== Working data

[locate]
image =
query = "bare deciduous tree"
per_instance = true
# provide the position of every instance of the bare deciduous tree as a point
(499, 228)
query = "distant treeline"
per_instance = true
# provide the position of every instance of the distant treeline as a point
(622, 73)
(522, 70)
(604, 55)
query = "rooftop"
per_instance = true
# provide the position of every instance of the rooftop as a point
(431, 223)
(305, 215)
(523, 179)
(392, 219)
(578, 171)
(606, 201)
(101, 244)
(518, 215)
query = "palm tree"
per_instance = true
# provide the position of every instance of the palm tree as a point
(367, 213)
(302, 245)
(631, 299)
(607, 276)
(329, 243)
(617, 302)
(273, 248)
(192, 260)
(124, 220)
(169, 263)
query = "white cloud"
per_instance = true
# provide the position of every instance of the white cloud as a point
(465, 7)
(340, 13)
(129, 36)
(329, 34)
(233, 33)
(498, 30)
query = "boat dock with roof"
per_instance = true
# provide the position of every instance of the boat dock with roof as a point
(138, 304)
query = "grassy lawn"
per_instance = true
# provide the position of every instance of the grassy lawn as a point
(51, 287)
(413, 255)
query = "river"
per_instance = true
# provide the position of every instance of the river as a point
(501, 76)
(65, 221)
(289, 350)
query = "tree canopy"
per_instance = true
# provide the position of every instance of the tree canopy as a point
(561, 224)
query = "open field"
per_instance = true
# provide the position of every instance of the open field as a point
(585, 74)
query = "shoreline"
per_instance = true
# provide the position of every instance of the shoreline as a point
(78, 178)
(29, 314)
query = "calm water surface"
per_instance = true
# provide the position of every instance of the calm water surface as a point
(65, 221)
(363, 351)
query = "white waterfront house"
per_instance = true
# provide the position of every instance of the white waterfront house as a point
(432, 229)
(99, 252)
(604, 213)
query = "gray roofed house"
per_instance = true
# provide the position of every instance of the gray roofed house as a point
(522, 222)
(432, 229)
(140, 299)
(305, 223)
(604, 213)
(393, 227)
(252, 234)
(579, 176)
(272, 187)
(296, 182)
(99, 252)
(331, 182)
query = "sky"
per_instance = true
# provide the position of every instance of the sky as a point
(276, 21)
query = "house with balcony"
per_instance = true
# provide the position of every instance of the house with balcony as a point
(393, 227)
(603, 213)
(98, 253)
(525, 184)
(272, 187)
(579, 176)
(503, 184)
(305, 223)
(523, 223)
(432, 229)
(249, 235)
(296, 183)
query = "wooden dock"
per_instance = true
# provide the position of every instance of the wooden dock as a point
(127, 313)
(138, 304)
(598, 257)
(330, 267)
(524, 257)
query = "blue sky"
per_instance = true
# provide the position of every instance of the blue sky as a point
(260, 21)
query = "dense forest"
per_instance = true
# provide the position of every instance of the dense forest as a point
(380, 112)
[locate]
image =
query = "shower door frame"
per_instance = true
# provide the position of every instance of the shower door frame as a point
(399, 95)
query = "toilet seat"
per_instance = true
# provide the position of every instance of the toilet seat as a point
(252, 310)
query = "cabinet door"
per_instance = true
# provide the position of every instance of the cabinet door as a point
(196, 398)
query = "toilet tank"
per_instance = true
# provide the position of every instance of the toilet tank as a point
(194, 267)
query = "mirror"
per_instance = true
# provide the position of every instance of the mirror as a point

====

### Requirement
The string "mirror" appears on some lines of the data; count those lines and report only how many there are.

### Response to this exercise
2